◆ **What this task involves**
The answer must be a single number: how many lines in the entries below contain the word "wing".

Image-grounded pointing data:
==============================

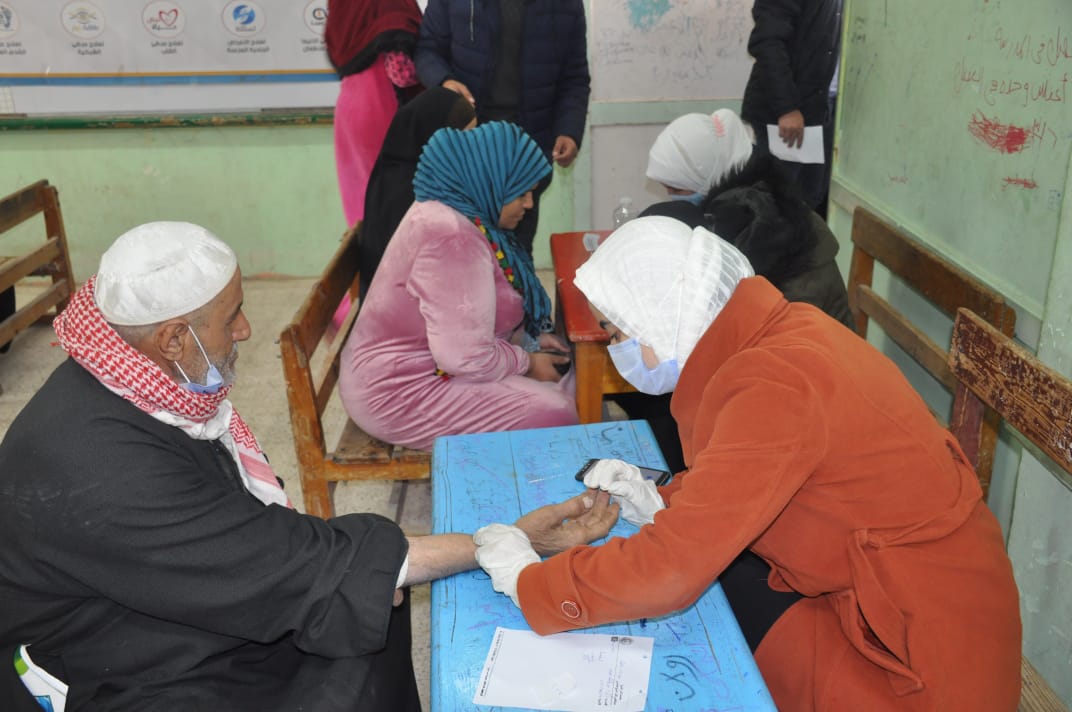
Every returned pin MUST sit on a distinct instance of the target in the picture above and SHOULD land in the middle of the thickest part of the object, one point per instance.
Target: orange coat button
(570, 609)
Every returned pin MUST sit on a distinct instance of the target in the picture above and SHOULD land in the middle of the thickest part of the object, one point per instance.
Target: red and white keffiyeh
(129, 373)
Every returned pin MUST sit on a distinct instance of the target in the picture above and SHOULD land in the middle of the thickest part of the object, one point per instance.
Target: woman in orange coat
(806, 447)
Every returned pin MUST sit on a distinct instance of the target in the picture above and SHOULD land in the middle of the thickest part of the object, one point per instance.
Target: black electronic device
(660, 477)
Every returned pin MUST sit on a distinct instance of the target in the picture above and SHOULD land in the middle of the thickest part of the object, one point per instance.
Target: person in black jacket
(720, 182)
(795, 46)
(152, 560)
(524, 62)
(390, 184)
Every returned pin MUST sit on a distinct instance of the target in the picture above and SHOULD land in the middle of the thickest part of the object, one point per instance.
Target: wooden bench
(357, 456)
(596, 374)
(48, 258)
(994, 372)
(944, 285)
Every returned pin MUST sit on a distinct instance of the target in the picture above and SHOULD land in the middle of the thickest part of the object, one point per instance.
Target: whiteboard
(163, 56)
(669, 49)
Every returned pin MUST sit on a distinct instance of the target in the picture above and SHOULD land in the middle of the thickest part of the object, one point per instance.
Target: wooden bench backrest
(941, 283)
(311, 379)
(993, 371)
(50, 257)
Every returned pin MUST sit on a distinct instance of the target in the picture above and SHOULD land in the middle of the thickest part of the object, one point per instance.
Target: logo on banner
(242, 17)
(316, 16)
(9, 21)
(164, 19)
(83, 19)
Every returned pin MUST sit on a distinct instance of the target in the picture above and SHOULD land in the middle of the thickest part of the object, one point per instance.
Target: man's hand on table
(504, 551)
(579, 520)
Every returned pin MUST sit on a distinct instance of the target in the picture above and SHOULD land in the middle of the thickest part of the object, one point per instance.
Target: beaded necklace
(503, 262)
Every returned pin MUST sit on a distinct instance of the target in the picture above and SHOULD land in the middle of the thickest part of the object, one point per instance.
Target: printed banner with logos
(119, 57)
(68, 41)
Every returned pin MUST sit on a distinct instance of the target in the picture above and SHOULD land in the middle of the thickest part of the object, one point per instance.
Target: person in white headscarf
(696, 150)
(151, 557)
(806, 448)
(716, 179)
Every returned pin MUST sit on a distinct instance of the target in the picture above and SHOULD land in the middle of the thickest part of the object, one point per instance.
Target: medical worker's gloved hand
(638, 498)
(503, 550)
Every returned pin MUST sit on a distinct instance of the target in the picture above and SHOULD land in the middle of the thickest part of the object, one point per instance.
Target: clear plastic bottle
(623, 212)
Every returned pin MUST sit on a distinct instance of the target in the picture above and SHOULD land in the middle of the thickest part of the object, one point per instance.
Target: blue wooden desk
(701, 661)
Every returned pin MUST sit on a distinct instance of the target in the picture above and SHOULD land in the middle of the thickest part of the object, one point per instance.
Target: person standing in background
(370, 44)
(524, 62)
(795, 45)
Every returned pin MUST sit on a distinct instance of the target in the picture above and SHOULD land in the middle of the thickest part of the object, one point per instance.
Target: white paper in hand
(568, 671)
(809, 151)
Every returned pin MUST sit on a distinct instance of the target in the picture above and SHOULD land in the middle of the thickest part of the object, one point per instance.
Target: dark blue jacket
(459, 41)
(795, 44)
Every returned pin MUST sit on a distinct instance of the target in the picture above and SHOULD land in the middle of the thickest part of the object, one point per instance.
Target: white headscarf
(661, 282)
(695, 151)
(161, 270)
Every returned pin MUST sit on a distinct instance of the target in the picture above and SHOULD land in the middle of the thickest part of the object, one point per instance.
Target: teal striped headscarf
(476, 173)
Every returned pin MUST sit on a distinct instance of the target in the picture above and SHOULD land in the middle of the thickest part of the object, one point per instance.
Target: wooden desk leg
(590, 364)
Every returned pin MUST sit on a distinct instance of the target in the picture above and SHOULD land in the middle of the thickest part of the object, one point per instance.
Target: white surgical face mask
(629, 362)
(213, 381)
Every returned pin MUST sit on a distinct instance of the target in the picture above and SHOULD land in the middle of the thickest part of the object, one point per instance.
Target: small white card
(568, 671)
(809, 151)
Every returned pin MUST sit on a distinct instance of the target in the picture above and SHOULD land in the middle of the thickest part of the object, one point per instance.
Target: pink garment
(441, 300)
(365, 108)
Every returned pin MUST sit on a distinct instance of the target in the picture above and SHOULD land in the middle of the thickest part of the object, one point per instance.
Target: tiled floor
(259, 396)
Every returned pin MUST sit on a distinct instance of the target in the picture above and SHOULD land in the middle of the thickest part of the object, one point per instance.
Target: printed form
(568, 671)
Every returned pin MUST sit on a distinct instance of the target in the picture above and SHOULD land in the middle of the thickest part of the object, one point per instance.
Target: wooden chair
(941, 283)
(357, 456)
(48, 258)
(994, 372)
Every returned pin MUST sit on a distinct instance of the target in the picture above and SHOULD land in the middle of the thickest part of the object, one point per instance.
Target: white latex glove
(638, 498)
(503, 550)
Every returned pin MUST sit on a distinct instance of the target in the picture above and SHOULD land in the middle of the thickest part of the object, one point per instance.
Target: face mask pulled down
(629, 362)
(213, 380)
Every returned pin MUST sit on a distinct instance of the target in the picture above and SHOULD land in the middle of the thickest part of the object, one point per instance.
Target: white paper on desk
(809, 151)
(568, 671)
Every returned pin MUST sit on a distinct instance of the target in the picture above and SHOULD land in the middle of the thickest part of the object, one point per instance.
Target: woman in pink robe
(370, 44)
(452, 335)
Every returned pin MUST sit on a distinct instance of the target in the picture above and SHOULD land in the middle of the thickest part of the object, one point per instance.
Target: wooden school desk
(701, 661)
(596, 374)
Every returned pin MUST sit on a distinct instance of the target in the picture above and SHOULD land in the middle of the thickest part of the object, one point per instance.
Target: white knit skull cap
(695, 151)
(661, 282)
(161, 270)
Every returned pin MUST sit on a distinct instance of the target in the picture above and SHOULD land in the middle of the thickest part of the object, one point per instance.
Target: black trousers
(6, 309)
(756, 605)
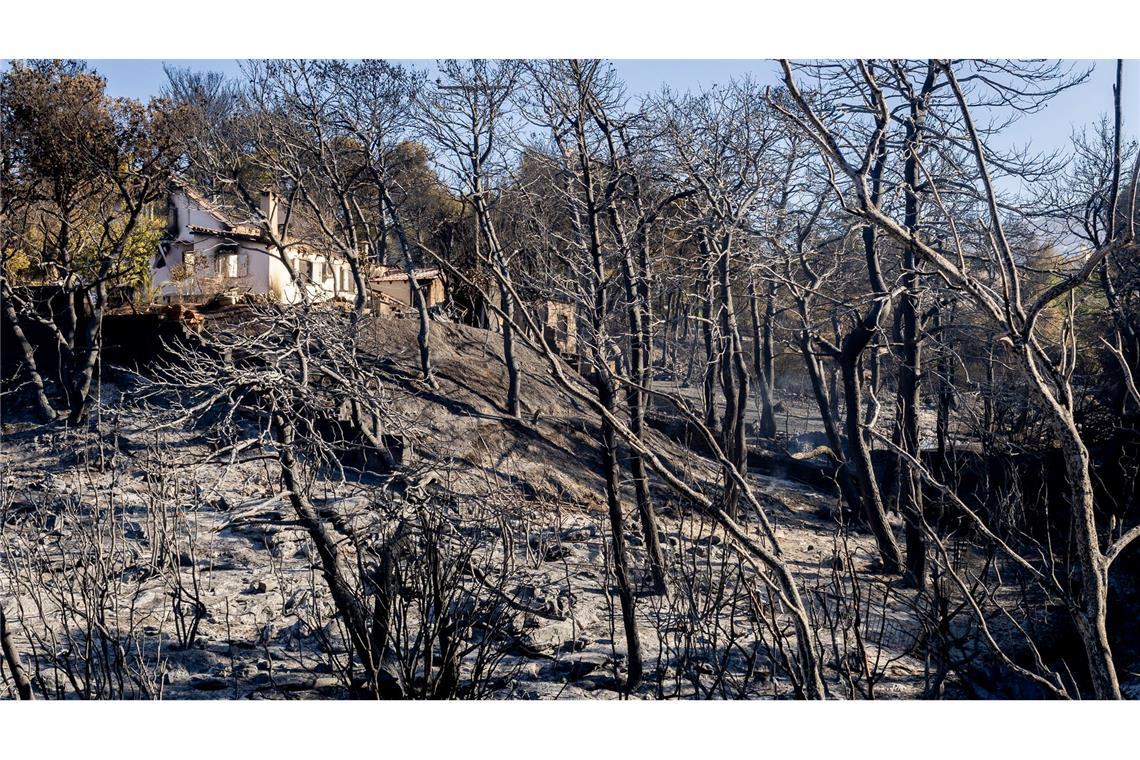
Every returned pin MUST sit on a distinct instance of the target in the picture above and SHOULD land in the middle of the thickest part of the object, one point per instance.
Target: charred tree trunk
(762, 360)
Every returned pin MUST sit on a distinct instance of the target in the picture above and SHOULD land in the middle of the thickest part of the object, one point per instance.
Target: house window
(227, 263)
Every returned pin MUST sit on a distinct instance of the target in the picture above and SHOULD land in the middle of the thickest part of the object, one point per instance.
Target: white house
(206, 253)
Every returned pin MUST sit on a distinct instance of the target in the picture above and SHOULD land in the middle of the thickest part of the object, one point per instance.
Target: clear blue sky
(1047, 130)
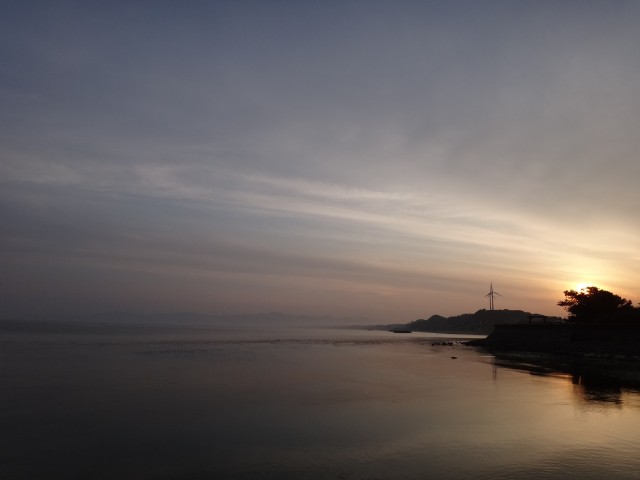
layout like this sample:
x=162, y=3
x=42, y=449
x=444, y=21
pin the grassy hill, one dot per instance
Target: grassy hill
x=480, y=322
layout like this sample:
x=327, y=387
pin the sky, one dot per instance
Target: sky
x=383, y=159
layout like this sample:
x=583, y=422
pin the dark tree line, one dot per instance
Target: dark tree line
x=592, y=305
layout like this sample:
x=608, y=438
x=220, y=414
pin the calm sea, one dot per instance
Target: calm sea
x=216, y=403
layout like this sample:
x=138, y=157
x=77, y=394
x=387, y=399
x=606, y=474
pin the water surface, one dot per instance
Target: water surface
x=199, y=403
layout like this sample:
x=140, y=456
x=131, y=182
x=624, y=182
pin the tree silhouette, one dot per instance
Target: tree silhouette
x=592, y=304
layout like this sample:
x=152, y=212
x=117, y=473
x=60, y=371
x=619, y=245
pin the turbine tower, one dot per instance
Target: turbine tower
x=491, y=294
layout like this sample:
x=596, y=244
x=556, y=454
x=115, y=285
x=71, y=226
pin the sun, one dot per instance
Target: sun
x=583, y=286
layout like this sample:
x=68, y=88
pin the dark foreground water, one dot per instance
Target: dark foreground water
x=121, y=403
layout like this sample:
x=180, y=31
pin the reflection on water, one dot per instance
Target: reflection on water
x=590, y=384
x=297, y=404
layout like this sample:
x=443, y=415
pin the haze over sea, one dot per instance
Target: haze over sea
x=139, y=402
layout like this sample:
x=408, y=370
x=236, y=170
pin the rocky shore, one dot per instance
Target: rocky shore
x=606, y=353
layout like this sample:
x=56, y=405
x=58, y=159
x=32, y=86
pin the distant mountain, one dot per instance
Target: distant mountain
x=480, y=323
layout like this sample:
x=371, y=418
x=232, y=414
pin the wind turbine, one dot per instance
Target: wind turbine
x=491, y=294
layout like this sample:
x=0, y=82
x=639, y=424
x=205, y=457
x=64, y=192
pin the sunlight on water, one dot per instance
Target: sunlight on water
x=296, y=404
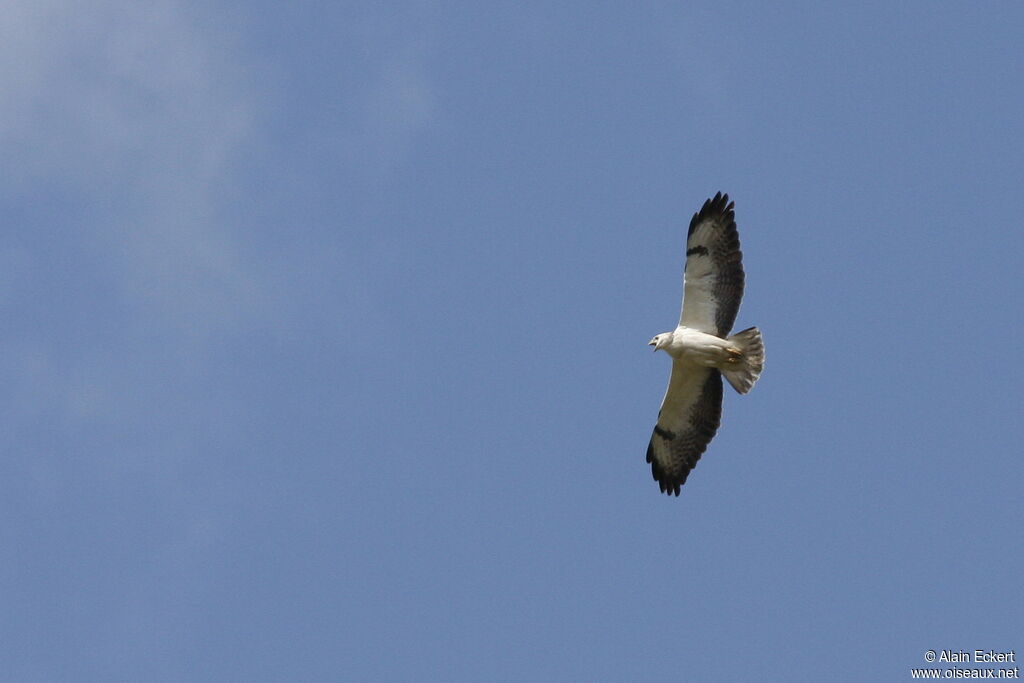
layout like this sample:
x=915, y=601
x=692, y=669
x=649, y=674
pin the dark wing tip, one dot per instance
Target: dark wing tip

==============================

◆ **Exercise response**
2